| Task details |
Will you transcribe the entries that follow, exactly and in full?

(Data excerpts)
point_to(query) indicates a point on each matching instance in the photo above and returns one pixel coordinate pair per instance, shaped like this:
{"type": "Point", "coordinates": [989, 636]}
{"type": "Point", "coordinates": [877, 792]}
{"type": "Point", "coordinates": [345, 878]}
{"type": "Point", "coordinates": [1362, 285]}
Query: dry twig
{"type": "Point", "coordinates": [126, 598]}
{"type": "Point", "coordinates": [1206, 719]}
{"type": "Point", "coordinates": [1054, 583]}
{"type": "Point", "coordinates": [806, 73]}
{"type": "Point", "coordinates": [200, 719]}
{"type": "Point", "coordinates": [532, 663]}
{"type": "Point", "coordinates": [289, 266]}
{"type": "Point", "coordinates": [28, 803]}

| The answer |
point_to(query) indicates a point on each matching instance in the photo above and returns one pixel coordinate pair per instance, shaped like this:
{"type": "Point", "coordinates": [989, 636]}
{"type": "Point", "coordinates": [877, 792]}
{"type": "Point", "coordinates": [345, 878]}
{"type": "Point", "coordinates": [1362, 285]}
Query: dry twig
{"type": "Point", "coordinates": [126, 598]}
{"type": "Point", "coordinates": [1206, 719]}
{"type": "Point", "coordinates": [1054, 583]}
{"type": "Point", "coordinates": [806, 73]}
{"type": "Point", "coordinates": [200, 719]}
{"type": "Point", "coordinates": [532, 663]}
{"type": "Point", "coordinates": [289, 266]}
{"type": "Point", "coordinates": [28, 803]}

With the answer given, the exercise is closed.